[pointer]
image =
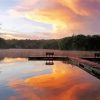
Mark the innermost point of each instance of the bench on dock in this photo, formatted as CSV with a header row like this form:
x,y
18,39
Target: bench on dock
x,y
97,55
49,54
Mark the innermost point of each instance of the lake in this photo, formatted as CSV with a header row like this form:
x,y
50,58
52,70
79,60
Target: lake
x,y
21,79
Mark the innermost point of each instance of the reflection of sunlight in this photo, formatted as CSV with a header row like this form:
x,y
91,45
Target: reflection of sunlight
x,y
62,84
12,60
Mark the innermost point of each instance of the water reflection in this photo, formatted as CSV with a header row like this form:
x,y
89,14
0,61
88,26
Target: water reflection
x,y
64,83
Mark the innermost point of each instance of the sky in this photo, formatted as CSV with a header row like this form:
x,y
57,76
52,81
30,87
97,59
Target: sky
x,y
46,19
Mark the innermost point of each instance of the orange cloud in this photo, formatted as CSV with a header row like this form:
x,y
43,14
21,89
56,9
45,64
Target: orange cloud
x,y
66,16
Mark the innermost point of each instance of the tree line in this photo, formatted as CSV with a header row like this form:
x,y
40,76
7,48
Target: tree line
x,y
78,42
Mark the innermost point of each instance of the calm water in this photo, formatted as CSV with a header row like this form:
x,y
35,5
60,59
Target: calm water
x,y
21,79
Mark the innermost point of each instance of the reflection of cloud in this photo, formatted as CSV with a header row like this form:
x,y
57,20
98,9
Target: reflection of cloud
x,y
66,16
62,84
35,70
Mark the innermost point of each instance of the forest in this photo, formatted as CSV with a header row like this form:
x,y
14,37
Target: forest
x,y
78,42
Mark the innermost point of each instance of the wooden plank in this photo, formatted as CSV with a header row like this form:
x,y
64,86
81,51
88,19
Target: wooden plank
x,y
48,58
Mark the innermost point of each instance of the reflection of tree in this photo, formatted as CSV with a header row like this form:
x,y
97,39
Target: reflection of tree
x,y
1,58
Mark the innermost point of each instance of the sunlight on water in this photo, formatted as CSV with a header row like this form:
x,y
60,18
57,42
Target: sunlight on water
x,y
21,79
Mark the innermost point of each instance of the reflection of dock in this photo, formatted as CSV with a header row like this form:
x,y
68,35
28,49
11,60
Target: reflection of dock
x,y
47,58
84,63
91,67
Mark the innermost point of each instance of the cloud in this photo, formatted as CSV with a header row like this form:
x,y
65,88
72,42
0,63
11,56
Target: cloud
x,y
66,16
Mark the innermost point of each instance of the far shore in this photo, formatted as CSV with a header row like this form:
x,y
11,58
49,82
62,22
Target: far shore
x,y
23,53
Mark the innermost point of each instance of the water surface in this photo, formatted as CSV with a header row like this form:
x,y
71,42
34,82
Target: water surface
x,y
21,79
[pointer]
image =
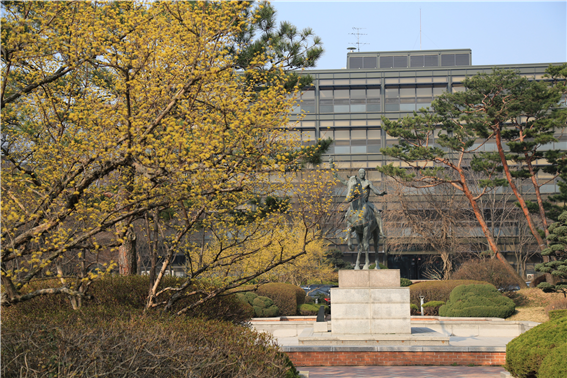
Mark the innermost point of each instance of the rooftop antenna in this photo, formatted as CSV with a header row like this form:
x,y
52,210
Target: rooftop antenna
x,y
420,28
358,34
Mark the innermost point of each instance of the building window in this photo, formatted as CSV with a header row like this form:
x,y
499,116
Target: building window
x,y
349,100
353,141
308,101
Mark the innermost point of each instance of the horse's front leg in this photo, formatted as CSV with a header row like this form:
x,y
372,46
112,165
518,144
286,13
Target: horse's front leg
x,y
349,238
357,264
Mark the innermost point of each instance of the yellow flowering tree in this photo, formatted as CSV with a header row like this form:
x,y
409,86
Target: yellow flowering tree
x,y
112,110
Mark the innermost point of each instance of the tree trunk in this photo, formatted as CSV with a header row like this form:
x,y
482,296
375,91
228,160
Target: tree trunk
x,y
447,264
488,235
498,138
154,249
127,256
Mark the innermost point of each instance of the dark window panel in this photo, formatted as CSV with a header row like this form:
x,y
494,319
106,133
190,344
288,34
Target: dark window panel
x,y
400,61
447,60
386,62
431,60
416,61
462,59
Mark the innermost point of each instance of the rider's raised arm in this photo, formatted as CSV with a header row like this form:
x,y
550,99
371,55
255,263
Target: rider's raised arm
x,y
335,174
376,191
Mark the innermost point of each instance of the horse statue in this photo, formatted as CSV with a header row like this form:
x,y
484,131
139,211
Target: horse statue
x,y
361,219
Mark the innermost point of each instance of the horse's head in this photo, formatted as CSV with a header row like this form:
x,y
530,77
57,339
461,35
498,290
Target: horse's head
x,y
354,189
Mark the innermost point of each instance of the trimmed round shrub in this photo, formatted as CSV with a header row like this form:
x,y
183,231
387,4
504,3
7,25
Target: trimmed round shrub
x,y
436,290
432,308
250,296
263,302
554,365
373,265
477,301
560,304
286,297
311,309
525,354
489,270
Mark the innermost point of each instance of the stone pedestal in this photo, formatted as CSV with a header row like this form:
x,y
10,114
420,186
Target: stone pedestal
x,y
370,302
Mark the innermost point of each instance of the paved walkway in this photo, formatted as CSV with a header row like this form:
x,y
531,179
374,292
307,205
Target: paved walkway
x,y
404,371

* * *

* [Problem]: Find the line that contains "Mark the innermost point of each instance of the rider's". Repeat it and every line after it, exactly as written, up to and including the last line of the records above.

* [Solution to the exercise]:
Mark the innermost point of each instance of the rider's raised arm in this photo, formatted as CSV with a header row like this form:
x,y
550,99
371,55
255,263
Target: rider's raised arm
x,y
335,174
376,191
Mark the innermost point of each instance of the horse statue in this photo, formatted as CSV with a header row like this form:
x,y
484,131
139,211
Target: horse statue
x,y
361,219
Mark the innermost point of each instance of the horse's head in this photo, formatted as CSV with a header row like this form:
x,y
530,77
57,339
461,35
498,290
Target: horse's head
x,y
354,189
Mark the innermost point of each instance of the trimmed round shrub in this photo, formatted as CSV with a header row like this form:
x,y
183,231
387,4
504,3
7,25
Target: trimmed round shrub
x,y
436,290
432,308
250,296
263,302
554,365
373,265
477,301
560,304
286,297
311,309
525,354
489,270
Mark the innermost point of each instance of the stone pedestal in this photo, formatted as CSV with a header row like this form:
x,y
10,114
420,186
Target: stone pedestal
x,y
370,302
Mark the innermost point of each instance of the paved walkway in this photo, formatted as CSV with a header row like this form:
x,y
531,179
374,292
307,205
Target: paved walkway
x,y
404,371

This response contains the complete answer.